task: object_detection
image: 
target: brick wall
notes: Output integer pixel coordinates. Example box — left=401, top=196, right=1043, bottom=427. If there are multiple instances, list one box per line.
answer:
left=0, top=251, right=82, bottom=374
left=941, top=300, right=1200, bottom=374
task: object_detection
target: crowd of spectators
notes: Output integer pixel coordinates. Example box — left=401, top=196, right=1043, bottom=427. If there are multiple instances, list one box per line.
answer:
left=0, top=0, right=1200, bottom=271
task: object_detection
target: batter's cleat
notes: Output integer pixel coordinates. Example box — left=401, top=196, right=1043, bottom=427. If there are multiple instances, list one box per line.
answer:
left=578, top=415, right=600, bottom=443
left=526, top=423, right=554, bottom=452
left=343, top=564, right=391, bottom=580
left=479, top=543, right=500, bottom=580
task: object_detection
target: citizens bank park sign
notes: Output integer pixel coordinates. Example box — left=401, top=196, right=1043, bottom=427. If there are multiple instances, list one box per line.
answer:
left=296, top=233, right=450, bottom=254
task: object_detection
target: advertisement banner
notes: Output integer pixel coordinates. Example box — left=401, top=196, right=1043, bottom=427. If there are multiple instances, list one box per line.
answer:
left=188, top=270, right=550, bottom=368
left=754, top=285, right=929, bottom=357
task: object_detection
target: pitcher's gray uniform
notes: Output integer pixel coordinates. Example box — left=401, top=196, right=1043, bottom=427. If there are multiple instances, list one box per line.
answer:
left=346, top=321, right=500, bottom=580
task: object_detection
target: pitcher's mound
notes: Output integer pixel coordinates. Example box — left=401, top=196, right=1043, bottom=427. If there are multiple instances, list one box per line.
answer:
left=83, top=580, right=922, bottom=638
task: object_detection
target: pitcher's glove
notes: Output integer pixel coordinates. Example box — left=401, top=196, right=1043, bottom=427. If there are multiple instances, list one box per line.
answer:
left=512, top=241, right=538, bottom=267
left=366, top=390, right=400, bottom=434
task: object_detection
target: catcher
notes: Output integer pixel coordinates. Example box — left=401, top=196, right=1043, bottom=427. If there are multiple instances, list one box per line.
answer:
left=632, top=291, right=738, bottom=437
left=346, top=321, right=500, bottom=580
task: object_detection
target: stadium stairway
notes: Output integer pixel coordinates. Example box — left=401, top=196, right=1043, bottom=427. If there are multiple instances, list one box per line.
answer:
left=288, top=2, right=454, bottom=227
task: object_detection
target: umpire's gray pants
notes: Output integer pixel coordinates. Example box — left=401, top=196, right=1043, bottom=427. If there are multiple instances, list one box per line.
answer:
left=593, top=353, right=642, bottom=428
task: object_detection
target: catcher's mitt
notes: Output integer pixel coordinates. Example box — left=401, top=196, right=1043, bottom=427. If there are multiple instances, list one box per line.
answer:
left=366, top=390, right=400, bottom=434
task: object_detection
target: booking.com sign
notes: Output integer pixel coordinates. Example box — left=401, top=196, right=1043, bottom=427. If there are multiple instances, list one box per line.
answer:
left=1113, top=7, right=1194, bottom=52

■ **WORK TO DO**
Pick out every line above that contains the string "pitcher", and copy each one. Case counts.

■ **ANSWER TO THE PROBLEM**
target: pitcher's gray uniform
target: pitcher's mound
target: pitcher's glove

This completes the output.